Given information start
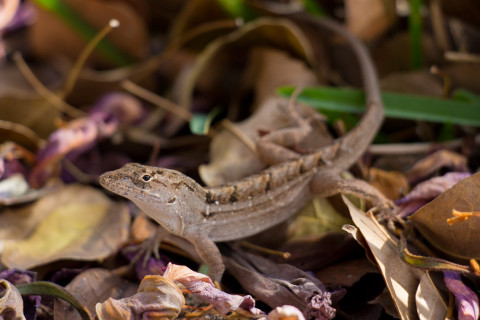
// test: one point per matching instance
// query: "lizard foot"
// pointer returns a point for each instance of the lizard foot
(148, 248)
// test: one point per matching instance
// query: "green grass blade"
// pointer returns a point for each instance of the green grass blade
(105, 47)
(397, 105)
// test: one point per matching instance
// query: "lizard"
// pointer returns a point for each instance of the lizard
(238, 209)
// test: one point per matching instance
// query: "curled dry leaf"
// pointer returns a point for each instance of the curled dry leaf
(271, 32)
(401, 280)
(285, 313)
(435, 161)
(461, 239)
(11, 303)
(157, 297)
(78, 222)
(392, 184)
(281, 284)
(203, 287)
(465, 299)
(426, 191)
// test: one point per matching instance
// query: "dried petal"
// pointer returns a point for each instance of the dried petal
(426, 191)
(202, 286)
(11, 303)
(156, 298)
(465, 298)
(285, 313)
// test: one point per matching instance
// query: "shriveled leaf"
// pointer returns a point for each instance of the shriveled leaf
(203, 287)
(79, 223)
(90, 287)
(11, 303)
(461, 239)
(345, 273)
(465, 298)
(280, 284)
(156, 297)
(402, 281)
(285, 313)
(277, 33)
(431, 304)
(369, 24)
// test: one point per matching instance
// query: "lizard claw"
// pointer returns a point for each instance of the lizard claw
(148, 248)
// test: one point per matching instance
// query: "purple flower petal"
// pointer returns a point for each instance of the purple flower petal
(427, 191)
(465, 298)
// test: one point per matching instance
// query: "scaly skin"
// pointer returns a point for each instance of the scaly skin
(253, 204)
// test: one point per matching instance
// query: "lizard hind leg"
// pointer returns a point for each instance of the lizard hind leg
(210, 254)
(292, 142)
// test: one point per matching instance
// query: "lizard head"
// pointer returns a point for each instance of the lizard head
(153, 188)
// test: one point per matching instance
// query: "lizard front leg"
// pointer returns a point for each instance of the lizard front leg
(208, 251)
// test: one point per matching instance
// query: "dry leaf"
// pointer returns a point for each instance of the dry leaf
(461, 239)
(11, 303)
(369, 19)
(90, 287)
(401, 279)
(78, 223)
(393, 184)
(156, 298)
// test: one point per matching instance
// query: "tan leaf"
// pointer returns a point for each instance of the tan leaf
(368, 19)
(90, 287)
(79, 223)
(156, 298)
(402, 280)
(461, 239)
(393, 184)
(11, 303)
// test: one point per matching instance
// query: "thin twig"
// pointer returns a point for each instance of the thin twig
(86, 52)
(51, 97)
(157, 100)
(228, 125)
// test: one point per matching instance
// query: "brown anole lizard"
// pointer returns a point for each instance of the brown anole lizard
(245, 207)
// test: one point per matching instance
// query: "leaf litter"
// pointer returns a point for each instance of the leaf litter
(58, 226)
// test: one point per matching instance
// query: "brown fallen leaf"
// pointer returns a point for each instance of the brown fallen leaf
(369, 19)
(345, 273)
(461, 239)
(393, 184)
(11, 303)
(78, 222)
(402, 280)
(157, 297)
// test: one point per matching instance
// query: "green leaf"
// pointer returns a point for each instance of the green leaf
(50, 289)
(200, 122)
(404, 106)
(415, 34)
(238, 9)
(105, 47)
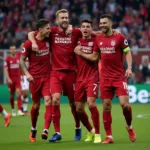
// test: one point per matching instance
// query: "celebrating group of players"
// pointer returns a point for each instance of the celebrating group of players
(65, 59)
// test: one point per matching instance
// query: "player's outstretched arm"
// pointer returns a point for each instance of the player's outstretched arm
(92, 57)
(129, 64)
(24, 68)
(31, 37)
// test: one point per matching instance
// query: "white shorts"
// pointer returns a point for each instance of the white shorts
(24, 83)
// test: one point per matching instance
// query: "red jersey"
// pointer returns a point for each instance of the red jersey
(111, 54)
(13, 67)
(39, 61)
(26, 62)
(63, 56)
(86, 69)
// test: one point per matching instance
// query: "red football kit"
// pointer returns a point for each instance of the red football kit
(14, 72)
(113, 78)
(87, 73)
(63, 73)
(39, 68)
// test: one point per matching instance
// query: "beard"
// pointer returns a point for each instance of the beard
(64, 26)
(105, 30)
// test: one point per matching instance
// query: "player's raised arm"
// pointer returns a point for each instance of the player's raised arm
(92, 57)
(24, 68)
(7, 74)
(31, 37)
(129, 63)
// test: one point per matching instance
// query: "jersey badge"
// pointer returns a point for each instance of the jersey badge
(113, 43)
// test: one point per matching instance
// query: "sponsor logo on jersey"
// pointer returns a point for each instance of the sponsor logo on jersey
(125, 42)
(14, 66)
(86, 49)
(107, 50)
(90, 44)
(113, 43)
(42, 52)
(47, 44)
(63, 40)
(23, 50)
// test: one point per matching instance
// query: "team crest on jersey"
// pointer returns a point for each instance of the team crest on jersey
(90, 44)
(125, 42)
(23, 50)
(113, 43)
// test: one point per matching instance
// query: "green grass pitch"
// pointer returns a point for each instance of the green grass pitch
(16, 136)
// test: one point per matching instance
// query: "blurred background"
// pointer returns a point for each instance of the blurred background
(131, 17)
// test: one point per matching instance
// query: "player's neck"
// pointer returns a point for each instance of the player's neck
(86, 37)
(109, 33)
(62, 30)
(39, 37)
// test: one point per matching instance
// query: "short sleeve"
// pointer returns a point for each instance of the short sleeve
(26, 48)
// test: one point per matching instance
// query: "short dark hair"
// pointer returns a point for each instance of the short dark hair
(41, 23)
(106, 16)
(61, 11)
(87, 21)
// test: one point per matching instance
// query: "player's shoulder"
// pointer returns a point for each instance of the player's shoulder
(119, 35)
(76, 30)
(27, 43)
(54, 29)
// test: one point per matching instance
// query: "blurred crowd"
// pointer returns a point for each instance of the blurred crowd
(131, 17)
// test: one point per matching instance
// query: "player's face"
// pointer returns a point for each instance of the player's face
(63, 20)
(45, 31)
(86, 29)
(12, 50)
(105, 25)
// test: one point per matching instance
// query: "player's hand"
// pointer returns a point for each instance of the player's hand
(34, 47)
(116, 31)
(77, 50)
(9, 81)
(29, 77)
(128, 73)
(69, 30)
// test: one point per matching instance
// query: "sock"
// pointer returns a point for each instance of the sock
(76, 118)
(128, 116)
(95, 118)
(11, 99)
(1, 108)
(56, 117)
(19, 102)
(85, 120)
(107, 120)
(25, 104)
(34, 116)
(48, 117)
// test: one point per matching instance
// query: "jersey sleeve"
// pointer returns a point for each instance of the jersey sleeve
(26, 48)
(124, 44)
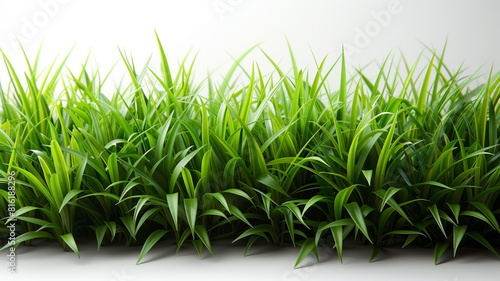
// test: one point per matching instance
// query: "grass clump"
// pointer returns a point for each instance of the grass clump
(410, 157)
Given information end
**Exercise instructions**:
Copy out every line of the material above exactly, skipping the pictures.

**Exercise response**:
// test: one point per matching instance
// query: "lizard foot"
// pointer returns a point for each instance of the lizard foot
(148, 248)
// test: one point per matching instance
// query: "green grass blade"
// pointer returns a point for each instance of the green grass blade
(105, 47)
(397, 105)
// test: one point per matching instance
// query: "lizard"
// pointer returns a point for each instance of the lizard
(238, 209)
// test: one point per matching instance
// query: "curled dry leaf"
// pointer returns a point for each instance of the curled dry leaf
(271, 32)
(401, 280)
(285, 313)
(435, 161)
(461, 239)
(11, 303)
(157, 297)
(78, 222)
(392, 184)
(281, 284)
(203, 287)
(465, 299)
(426, 191)
// test: one point per matching instance
// query: "dried petal"
// pointer returns a point for each instance of the dried petal
(426, 191)
(202, 286)
(11, 303)
(156, 298)
(465, 298)
(285, 313)
// test: one point per matching instance
// query: "shriveled leaf"
// pointer returns a point for each instance of the shriveled leaf
(203, 287)
(79, 223)
(90, 287)
(11, 303)
(461, 239)
(345, 273)
(465, 298)
(280, 284)
(156, 297)
(402, 281)
(285, 313)
(277, 33)
(431, 304)
(369, 24)
// test: one point per matching instance
// query: "lizard claw"
// pointer returns a point for each instance of the lizard claw
(148, 248)
// test: one point per matching instance
// query: "purple flower petal"
// pointer returns a point for each instance of the purple flower petal
(427, 191)
(465, 298)
// test: one point per matching instance
// query: "scaly skin"
// pointer returns a point for each instance of the scaly skin
(253, 204)
// test: one point per matching instance
// query: "lizard hind leg"
// pointer returns a point for each instance of the lizard hind leg
(210, 254)
(292, 142)
// test: one point per matching instance
// query: "lizard head"
// pointer returns a point for each instance of the lizard head
(153, 188)
// test: one point per matching instance
// query: "lizard front leg"
// pointer returns a point for each instance of the lizard front leg
(208, 251)
// test: one point per matching instance
// query: "dry leaf"
// pointer returns a point for each instance of the dry leaf
(461, 239)
(11, 303)
(369, 19)
(90, 287)
(401, 279)
(78, 223)
(393, 184)
(156, 298)
// test: one point per matching instance
// query: "tan leaf"
// pointer returns a point for each instance of the tan leaf
(368, 19)
(90, 287)
(79, 223)
(156, 298)
(402, 280)
(461, 239)
(393, 184)
(11, 303)
// test: one point per matching instance
// query: "thin twig"
// pointer returns a point for each instance of the thin twig
(86, 52)
(51, 97)
(157, 100)
(228, 125)
// test: one point per matching instance
// query: "brown anole lizard"
// pointer returns a point for each instance of the brown anole lizard
(245, 207)
// test: one point per matching instance
// query: "leaf litter"
// pointer returns a point for each instance of the leaf litter
(58, 226)
// test: one point per matching instance
// query: "brown fallen leaf"
// pointer returns a point for each instance of the brown fallen leaf
(369, 19)
(345, 273)
(461, 239)
(393, 184)
(11, 303)
(78, 222)
(402, 280)
(157, 297)
// test: one point per matching instance
// query: "green leaf"
// pointer returns a point for each instance of the green leaf
(50, 289)
(200, 122)
(404, 106)
(415, 34)
(238, 9)
(105, 47)
// test: one point per matching instance
// query: "celebrating group of players"
// pointer returns a point for each instance of the celebrating group of players
(65, 59)
// test: one point per matching instance
// query: "player's outstretched arm"
// pointer returns a point for each instance of the player's outstretched arm
(92, 57)
(129, 64)
(24, 68)
(31, 37)
// test: one point per matching instance
// query: "white shorts"
// pointer returns a point for each instance of the white shorts
(24, 83)
// test: one point per matching instance
// query: "red jersey"
// pointer returns a point for each instance of the red jersey
(111, 54)
(13, 67)
(39, 61)
(26, 62)
(63, 56)
(86, 69)
// test: one point per matching instance
// query: "red football kit"
// pointer returns a point for each instance of the red football kit
(14, 72)
(113, 78)
(87, 73)
(63, 73)
(39, 68)
// test: one point per matching instance
// query: "beard"
// pointer returns a point for each instance of the beard
(64, 26)
(105, 30)
// test: one point per matching instance
// query: "player's raised arm"
// pointer returns a point for each instance of the player's raised arm
(92, 57)
(24, 68)
(7, 74)
(31, 37)
(129, 63)
// test: one point per matching instance
// query: "jersey badge"
// pointer returns a point for each instance of the jersey badge
(113, 43)
// test: one point per matching instance
// query: "sponsor logo on jersey"
// pointer returns a point for each instance of the sponsor logo on jersey
(125, 42)
(14, 66)
(86, 49)
(107, 50)
(90, 44)
(113, 43)
(42, 52)
(47, 44)
(63, 40)
(23, 50)
// test: one point per matching instance
// query: "team crest on jersey"
// pointer returns a point for each instance of the team crest on jersey
(90, 44)
(125, 42)
(23, 50)
(113, 43)
// test: one point per matching instance
// query: "green grass pitch"
// pointer returns a point for each instance of the green grass pitch
(16, 136)
// test: one point per matching instance
// query: "blurred background"
// pointer returns a point for each instance of the blurred background
(131, 17)
// test: one point per matching instance
// query: "player's neck"
// pointer returns a point for each instance of the player's neck
(86, 37)
(109, 33)
(62, 30)
(39, 37)
// test: one point per matching instance
// query: "short sleeve"
// pointer returns a point for each instance of the short sleeve
(26, 48)
// test: one point per matching instance
// query: "short dark hair"
// pointer returns a point for each instance of the short dark hair
(41, 23)
(106, 16)
(61, 11)
(87, 21)
// test: one point per matching instance
// query: "player's shoulder"
// pointer returns a point for each instance of the player's shoulder
(119, 35)
(76, 30)
(27, 43)
(54, 29)
// test: one point per matching instance
// query: "blurred crowd"
// pointer returns a point for each instance of the blurred crowd
(131, 17)
// test: one point per matching instance
// query: "player's face"
// pointer returns a point for each instance of the player's face
(63, 20)
(45, 31)
(86, 29)
(12, 50)
(105, 25)
// test: one point per matching instance
// query: "player's hand"
// pointer returns a point for each instance of the player's hand
(34, 47)
(116, 31)
(77, 50)
(9, 81)
(29, 77)
(128, 73)
(69, 30)
// test: one point per matching instance
// query: "sock"
// pointer returns a point for each instance of the sock
(76, 118)
(128, 116)
(95, 118)
(11, 99)
(1, 108)
(56, 117)
(19, 102)
(85, 120)
(107, 120)
(25, 104)
(34, 116)
(48, 117)
// test: one point per matching instance
// query: "jersey sleeve"
// pointer returns a point for each instance of the jersey sleeve
(26, 48)
(124, 44)
// test: one point per matching instance
// query: "grass clump"
// pointer returns a point for each instance of the grass clump
(410, 157)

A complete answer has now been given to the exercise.